YOUR ASSIGNMENT: This task calls for copying each line below that contains "croton".

######

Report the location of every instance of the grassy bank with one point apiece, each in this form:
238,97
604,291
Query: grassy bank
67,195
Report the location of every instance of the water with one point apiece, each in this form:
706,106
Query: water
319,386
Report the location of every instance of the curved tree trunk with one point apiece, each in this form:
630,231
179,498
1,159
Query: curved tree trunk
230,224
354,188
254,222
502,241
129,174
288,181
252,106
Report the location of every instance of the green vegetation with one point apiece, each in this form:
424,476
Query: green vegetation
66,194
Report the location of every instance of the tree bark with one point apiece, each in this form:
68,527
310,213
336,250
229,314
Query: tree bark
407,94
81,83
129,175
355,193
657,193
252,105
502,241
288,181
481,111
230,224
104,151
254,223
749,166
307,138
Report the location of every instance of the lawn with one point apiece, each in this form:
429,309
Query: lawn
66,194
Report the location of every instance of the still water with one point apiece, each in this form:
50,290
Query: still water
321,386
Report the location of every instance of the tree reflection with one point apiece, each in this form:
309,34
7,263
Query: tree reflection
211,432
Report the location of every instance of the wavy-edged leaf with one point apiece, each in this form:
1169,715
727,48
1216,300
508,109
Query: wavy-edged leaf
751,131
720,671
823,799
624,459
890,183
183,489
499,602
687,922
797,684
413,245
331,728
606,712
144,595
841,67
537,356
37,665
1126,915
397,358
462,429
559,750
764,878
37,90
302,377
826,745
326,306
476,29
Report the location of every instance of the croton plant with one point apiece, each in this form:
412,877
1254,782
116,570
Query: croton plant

######

EXERCISE RESULT:
Report the location of every instance of the croton plant with one point apiece, each in this form:
Query: croton plant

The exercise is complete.